GIVEN ENTRIES —
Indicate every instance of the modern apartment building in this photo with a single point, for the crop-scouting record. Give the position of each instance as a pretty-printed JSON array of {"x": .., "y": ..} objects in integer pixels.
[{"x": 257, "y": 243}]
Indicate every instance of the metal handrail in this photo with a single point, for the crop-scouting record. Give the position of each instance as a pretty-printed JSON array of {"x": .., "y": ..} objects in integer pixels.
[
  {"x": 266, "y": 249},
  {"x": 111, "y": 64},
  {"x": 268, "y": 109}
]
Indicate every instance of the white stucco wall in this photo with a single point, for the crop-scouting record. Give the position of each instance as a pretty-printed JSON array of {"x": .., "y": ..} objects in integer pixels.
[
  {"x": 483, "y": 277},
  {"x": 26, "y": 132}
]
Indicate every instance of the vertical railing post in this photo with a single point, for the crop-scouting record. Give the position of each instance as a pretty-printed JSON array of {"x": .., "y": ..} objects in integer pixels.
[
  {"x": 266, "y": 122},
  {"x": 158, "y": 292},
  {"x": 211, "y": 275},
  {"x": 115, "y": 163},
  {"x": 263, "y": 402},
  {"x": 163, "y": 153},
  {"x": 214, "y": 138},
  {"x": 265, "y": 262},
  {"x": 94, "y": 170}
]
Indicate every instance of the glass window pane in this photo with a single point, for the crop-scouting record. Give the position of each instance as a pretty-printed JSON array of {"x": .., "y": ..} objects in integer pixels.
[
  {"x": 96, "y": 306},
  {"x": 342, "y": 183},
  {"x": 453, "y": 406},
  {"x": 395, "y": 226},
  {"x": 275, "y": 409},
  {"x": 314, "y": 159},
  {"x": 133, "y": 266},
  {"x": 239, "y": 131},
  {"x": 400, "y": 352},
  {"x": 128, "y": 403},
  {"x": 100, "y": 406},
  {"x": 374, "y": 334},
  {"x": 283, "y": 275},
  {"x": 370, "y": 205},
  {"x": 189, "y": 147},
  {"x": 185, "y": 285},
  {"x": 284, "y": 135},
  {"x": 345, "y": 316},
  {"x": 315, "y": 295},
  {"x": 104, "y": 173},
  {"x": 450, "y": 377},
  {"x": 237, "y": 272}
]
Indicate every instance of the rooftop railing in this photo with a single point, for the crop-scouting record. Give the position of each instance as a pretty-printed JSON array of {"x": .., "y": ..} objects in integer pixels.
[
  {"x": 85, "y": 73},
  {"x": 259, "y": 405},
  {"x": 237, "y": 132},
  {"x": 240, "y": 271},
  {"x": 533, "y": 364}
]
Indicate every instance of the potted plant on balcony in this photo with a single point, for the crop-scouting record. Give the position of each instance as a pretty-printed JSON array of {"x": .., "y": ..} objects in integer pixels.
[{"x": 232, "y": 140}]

WHAT THE TASK REQUIRES — Print each line above word for word, in the same order, with nothing added or changed.

TASK SOLUTION —
Indicate every instance of the modern apartment building in this photo with a single point, for the crop-scouting record. Give the position of each instance as a pretty-printed JSON array of {"x": .., "y": ..} objects in integer pixels.
[{"x": 257, "y": 243}]
Indicate every instance of the metal handrail in this photo with a single point, for the crop-scouting record. Give the position of each instance as a pretty-printed JSON array of {"x": .., "y": ..} objects in integer pixels.
[
  {"x": 266, "y": 249},
  {"x": 111, "y": 64},
  {"x": 268, "y": 109}
]
Indicate every instance of the white stucco wall in this photo with a single point, for the crop-scouting record. Give the position of each instance as a pretty-printed JSON array of {"x": .., "y": ..} objects in integer pixels.
[
  {"x": 483, "y": 277},
  {"x": 26, "y": 132}
]
Indicate every instance of the vertical railing post in this photo with a single point, for the crop-scouting record. Give the position of each instance as a pretty-printed JSON array of {"x": .., "y": ..} objects in integer pixels.
[
  {"x": 266, "y": 122},
  {"x": 158, "y": 292},
  {"x": 211, "y": 275},
  {"x": 115, "y": 163},
  {"x": 263, "y": 402},
  {"x": 163, "y": 153},
  {"x": 214, "y": 138},
  {"x": 265, "y": 262},
  {"x": 94, "y": 170}
]
Indicate every instance of the glass window pane in this photo with a single point, for the crop-scouting record. Give the position of each instance as a pretty-printed JSON array of {"x": .., "y": ..} objects in integer pixels.
[
  {"x": 96, "y": 306},
  {"x": 342, "y": 183},
  {"x": 453, "y": 406},
  {"x": 395, "y": 226},
  {"x": 275, "y": 409},
  {"x": 314, "y": 159},
  {"x": 133, "y": 266},
  {"x": 239, "y": 131},
  {"x": 400, "y": 352},
  {"x": 128, "y": 403},
  {"x": 100, "y": 406},
  {"x": 374, "y": 334},
  {"x": 283, "y": 275},
  {"x": 370, "y": 205},
  {"x": 189, "y": 147},
  {"x": 185, "y": 285},
  {"x": 284, "y": 135},
  {"x": 345, "y": 316},
  {"x": 315, "y": 295},
  {"x": 104, "y": 173},
  {"x": 450, "y": 377},
  {"x": 237, "y": 272}
]
Indicate every instance of the rooftop railing in this photo with a single point, for the crop-scouting record. Give the position of each instance as a pretty-printed JSON array of {"x": .., "y": ..} objects in integer pixels.
[
  {"x": 85, "y": 73},
  {"x": 259, "y": 405},
  {"x": 237, "y": 132},
  {"x": 240, "y": 271},
  {"x": 533, "y": 364}
]
Indicate every instance of the potted plant on balcony in this photo with a single point, for the crop-scouting record. Give the position of each instance as a pretty-printed JSON array of {"x": .., "y": ..} objects in integer pixels.
[{"x": 232, "y": 140}]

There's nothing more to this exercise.